**Brief**
Retype the material below line for line, with nothing changed, but leave out the pictures.

----- Data records

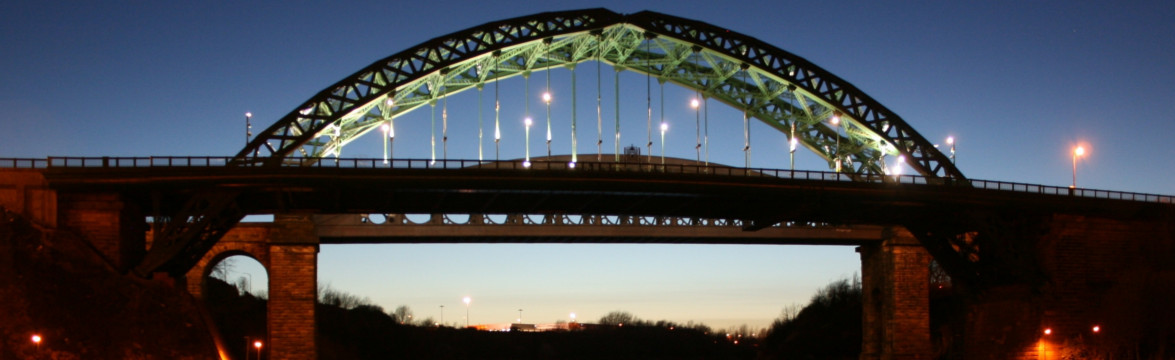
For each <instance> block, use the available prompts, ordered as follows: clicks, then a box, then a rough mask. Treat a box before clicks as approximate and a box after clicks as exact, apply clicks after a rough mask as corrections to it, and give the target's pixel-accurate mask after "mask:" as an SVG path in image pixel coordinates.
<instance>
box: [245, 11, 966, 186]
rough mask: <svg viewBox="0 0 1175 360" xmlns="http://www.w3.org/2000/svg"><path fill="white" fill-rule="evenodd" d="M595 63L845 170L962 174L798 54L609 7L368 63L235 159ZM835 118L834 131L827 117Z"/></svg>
mask: <svg viewBox="0 0 1175 360" xmlns="http://www.w3.org/2000/svg"><path fill="white" fill-rule="evenodd" d="M597 60H598V61H603V62H606V64H610V65H613V66H617V67H619V68H624V69H627V71H632V72H637V73H645V74H650V75H652V76H657V78H658V80H664V81H670V82H674V84H677V85H680V86H683V87H686V88H690V89H694V91H698V92H700V93H701V94H703V95H704V96H706V98H711V99H716V100H718V101H721V102H724V104H726V105H730V106H732V107H734V108H738V109H740V111H745V112H746V113H747V114H748V115H750V116H752V118H754V119H758V120H759V121H763V122H764V124H767V125H768V126H771V127H773V128H776V129H778V131H780V132H783V133H785V134H787V135H788V136H791V134H792V128H793V126H794V134H795V139H798V140H799V144H803V145H804V146H805V147H807V148H808V149H811V151H813V152H814V153H817V154H819V155H820V156H823V158H825V159H826V160H828V161H830V164H832V162H833V161H834V160H832V159H835V158H837V153H835V152H837V148H839V151H840V152H841V153H842V155H841V156H842V159H844V164H845V166H844V171H845V172H851V173H854V174H858V175H877V174H882V173H885V161H882V159H884V156H886V155H891V156H897V155H902V156H905V159H906V164H907V165H908V166H911V167H912V168H913V169H914V171H917V172H918V173H919V174H922V175H926V176H932V178H938V176H946V178H955V179H964V176H962V174H961V173H960V172H959V169H958V168H955V167H954V165H953V164H951V161H949V159H948V158H947V156H946V155H944V154H942V153H940V152H939V151H938V149H935V148H934V145H933V144H931V142H929V141H927V140H926V139H925V138H922V136H921V135H920V134H918V132H915V131H914V129H913V128H912V127H909V125H907V124H906V122H905V121H904V120H902V119H901V118H900V116H898V115H897V114H894V113H893V112H891V111H889V109H888V108H886V107H885V106H882V105H881V104H879V102H877V100H873V98H870V96H868V95H867V94H865V93H864V92H861V91H860V89H858V88H857V87H854V86H853V85H851V84H848V82H847V81H844V80H841V79H840V78H838V76H835V75H833V74H832V73H828V72H826V71H824V69H823V68H820V67H817V66H815V65H813V64H811V62H808V61H807V60H805V59H803V58H800V56H797V55H794V54H792V53H788V52H786V51H783V49H779V48H777V47H774V46H771V45H768V44H765V42H763V41H760V40H758V39H754V38H751V36H746V35H743V34H739V33H736V32H731V31H729V29H724V28H720V27H716V26H712V25H709V24H705V22H700V21H694V20H689V19H682V18H676V16H671V15H665V14H659V13H653V12H640V13H636V14H617V13H613V12H611V11H607V9H584V11H569V12H553V13H541V14H533V15H528V16H521V18H515V19H508V20H501V21H494V22H489V24H485V25H481V26H477V27H472V28H469V29H464V31H459V32H456V33H452V34H448V35H443V36H439V38H436V39H432V40H429V41H427V42H424V44H422V45H418V46H416V47H412V48H409V49H407V51H403V52H400V53H397V54H395V55H391V56H389V58H385V59H382V60H380V61H376V62H375V64H371V65H370V66H368V67H365V68H363V69H361V71H358V72H357V73H355V74H353V75H350V76H347V78H345V79H343V80H341V81H338V82H336V84H335V85H333V86H330V87H328V88H327V89H324V91H322V92H318V93H317V94H316V95H315V96H313V98H310V99H309V100H308V101H306V102H304V104H302V105H301V106H298V107H297V108H296V109H294V111H293V112H290V113H289V114H287V115H286V116H283V118H282V119H281V120H278V121H277V122H275V124H274V125H271V126H269V127H268V128H266V129H264V131H263V132H261V133H260V134H259V135H257V136H256V138H255V139H254V140H253V141H250V142H249V145H248V146H247V147H246V148H244V149H242V151H241V152H240V153H239V154H237V155H236V158H235V160H234V162H235V164H237V165H254V166H282V165H283V164H287V162H286V161H284V160H286V159H287V158H291V156H303V158H321V156H325V155H330V154H333V153H335V152H336V151H337V149H338V148H341V147H342V146H344V145H347V144H348V142H349V141H351V140H354V139H356V138H358V136H361V135H363V134H365V133H367V132H370V131H372V129H376V128H377V127H378V125H381V124H382V121H383V120H387V119H389V118H395V116H398V115H400V114H403V113H407V112H410V111H412V109H415V108H417V107H421V106H424V105H428V104H429V102H430V101H436V100H437V99H439V96H441V95H442V92H438V91H437V89H441V88H444V92H443V93H444V94H445V95H451V94H456V93H459V92H462V91H465V89H470V88H477V87H479V86H483V85H484V84H485V82H488V81H491V80H495V79H505V78H511V76H516V75H521V74H525V73H529V72H531V71H533V69H541V68H546V67H551V66H571V65H575V64H578V62H583V61H597ZM389 99H391V100H392V101H391V102H392V104H394V105H388V100H389ZM833 115H835V116H838V118H839V119H840V124H841V125H840V127H842V128H841V129H839V132H838V128H837V127H833V126H831V125H830V124H828V120H830V118H831V116H833ZM838 138H839V140H838ZM838 141H839V147H837V146H834V145H835V144H838ZM298 164H306V162H298Z"/></svg>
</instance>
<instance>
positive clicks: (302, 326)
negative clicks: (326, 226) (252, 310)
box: [267, 214, 318, 360]
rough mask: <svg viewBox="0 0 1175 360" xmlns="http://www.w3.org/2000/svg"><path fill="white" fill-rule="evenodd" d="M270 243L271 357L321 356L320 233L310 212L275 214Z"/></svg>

----------

**Task result**
For each <instance> block, use the available prompts, ordered as follows: clicks, then a box, then a rough mask. Treat a box before clicks as approximate and a box after clicks as exact, apply clicks after a rough mask as corrections to it, and give the target's pixel-accurate mask after "mask:" as an SVG path in image pixel coordinates.
<instance>
box: [245, 11, 966, 186]
rough mask: <svg viewBox="0 0 1175 360" xmlns="http://www.w3.org/2000/svg"><path fill="white" fill-rule="evenodd" d="M595 63L845 170L962 174L798 54L609 7L368 63L235 159ZM835 118L834 131L827 117Z"/></svg>
mask: <svg viewBox="0 0 1175 360" xmlns="http://www.w3.org/2000/svg"><path fill="white" fill-rule="evenodd" d="M597 60H598V61H603V62H606V64H610V65H613V66H617V67H619V68H624V69H627V71H632V72H637V73H645V74H650V75H652V76H657V78H658V80H664V81H670V82H674V84H677V85H680V86H683V87H686V88H690V89H694V91H698V92H700V93H701V94H703V95H704V96H706V98H711V99H716V100H718V101H721V102H724V104H726V105H730V106H732V107H734V108H738V109H740V111H745V112H746V113H747V114H748V115H750V116H752V118H754V119H758V120H759V121H763V122H764V124H767V125H768V126H771V127H773V128H776V129H778V131H780V132H783V133H785V134H787V135H788V136H791V134H792V128H793V126H794V134H795V139H798V140H799V144H803V145H804V146H805V147H807V148H808V149H811V151H813V152H814V153H817V154H819V155H820V156H823V158H825V159H826V160H828V161H830V164H832V162H833V161H834V160H832V159H835V158H837V153H835V152H837V148H839V151H840V152H841V153H842V155H841V156H842V159H844V164H845V166H844V171H845V172H851V173H854V174H858V175H877V174H882V173H885V161H882V159H884V156H886V155H891V156H897V155H902V156H905V159H906V164H907V165H908V166H911V167H912V168H913V169H914V171H917V172H918V173H919V174H922V175H926V176H932V178H938V176H946V178H955V179H964V176H962V174H961V173H960V172H959V169H958V168H955V167H954V165H953V164H951V161H949V159H948V158H947V156H946V155H944V154H942V153H940V152H939V151H938V149H935V148H934V145H933V144H931V142H929V141H927V140H926V139H925V138H922V136H921V135H920V134H918V132H915V131H914V129H913V128H912V127H909V125H907V124H906V122H905V121H904V120H902V119H901V118H900V116H898V115H897V114H894V113H893V112H891V111H889V109H888V108H886V107H885V106H882V105H881V104H879V102H877V100H873V98H870V96H868V95H867V94H865V93H864V92H861V91H860V89H858V88H857V87H854V86H853V85H851V84H848V82H847V81H844V80H841V79H840V78H838V76H835V75H833V74H832V73H828V72H826V71H824V69H823V68H820V67H817V66H815V65H813V64H811V62H808V61H807V60H805V59H803V58H800V56H797V55H794V54H792V53H788V52H786V51H783V49H779V48H777V47H774V46H771V45H768V44H765V42H763V41H760V40H758V39H754V38H751V36H746V35H743V34H739V33H736V32H731V31H729V29H724V28H720V27H716V26H712V25H709V24H705V22H700V21H694V20H689V19H682V18H676V16H671V15H665V14H659V13H653V12H640V13H636V14H617V13H613V12H611V11H607V9H584V11H569V12H553V13H541V14H533V15H528V16H521V18H515V19H508V20H501V21H494V22H489V24H485V25H481V26H477V27H472V28H469V29H464V31H459V32H456V33H452V34H448V35H443V36H439V38H436V39H432V40H429V41H427V42H424V44H422V45H418V46H416V47H412V48H409V49H407V51H403V52H400V53H397V54H395V55H391V56H389V58H385V59H382V60H380V61H376V62H375V64H371V65H370V66H368V67H365V68H363V69H361V71H358V72H357V73H355V74H353V75H350V76H347V78H345V79H343V80H341V81H338V82H336V84H335V85H333V86H330V87H328V88H327V89H324V91H322V92H318V93H317V94H316V95H315V96H313V98H310V99H309V100H308V101H306V102H304V104H302V105H301V106H298V107H297V108H296V109H294V111H293V112H290V113H289V114H287V115H286V116H283V118H282V119H281V120H278V121H277V122H275V124H274V125H271V126H269V127H268V128H266V129H264V131H263V132H261V133H260V134H259V135H257V136H256V138H255V139H254V140H253V141H250V142H249V145H248V146H247V147H246V148H244V149H242V151H241V152H240V153H239V154H237V155H236V158H235V160H234V162H235V164H237V165H254V166H282V165H283V164H287V162H286V161H284V160H286V159H287V158H291V156H303V158H321V156H325V155H330V154H333V153H335V152H336V151H337V149H338V148H341V147H342V146H344V145H347V144H348V142H349V141H351V140H354V139H356V138H358V136H361V135H363V134H365V133H367V132H370V131H372V129H376V128H377V127H378V125H381V124H382V121H383V120H387V119H389V118H395V116H398V115H400V114H403V113H407V112H410V111H412V109H415V108H417V107H421V106H424V105H428V104H429V102H430V101H436V100H437V99H439V96H441V95H442V92H438V91H437V89H441V88H444V92H443V93H444V94H445V95H451V94H456V93H459V92H462V91H465V89H470V88H477V87H479V86H483V85H484V84H485V82H488V81H491V80H495V79H505V78H511V76H516V75H521V74H525V73H529V72H531V71H533V69H541V68H546V67H551V66H571V65H575V64H578V62H583V61H597ZM389 99H391V100H392V101H391V102H392V104H394V105H388V100H389ZM833 115H835V116H838V118H839V119H840V124H841V125H840V127H842V128H841V129H839V132H838V128H837V127H833V126H831V125H830V124H828V120H830V118H831V116H833ZM838 138H839V140H838ZM838 141H839V147H837V146H834V145H835V144H838ZM298 164H306V162H298Z"/></svg>
</instance>
<instance>
positive clicks: (302, 326)
negative clicks: (326, 226) (252, 310)
box: [267, 214, 318, 360]
rough mask: <svg viewBox="0 0 1175 360" xmlns="http://www.w3.org/2000/svg"><path fill="white" fill-rule="evenodd" d="M270 243L271 357L321 356L320 233L310 212L275 214Z"/></svg>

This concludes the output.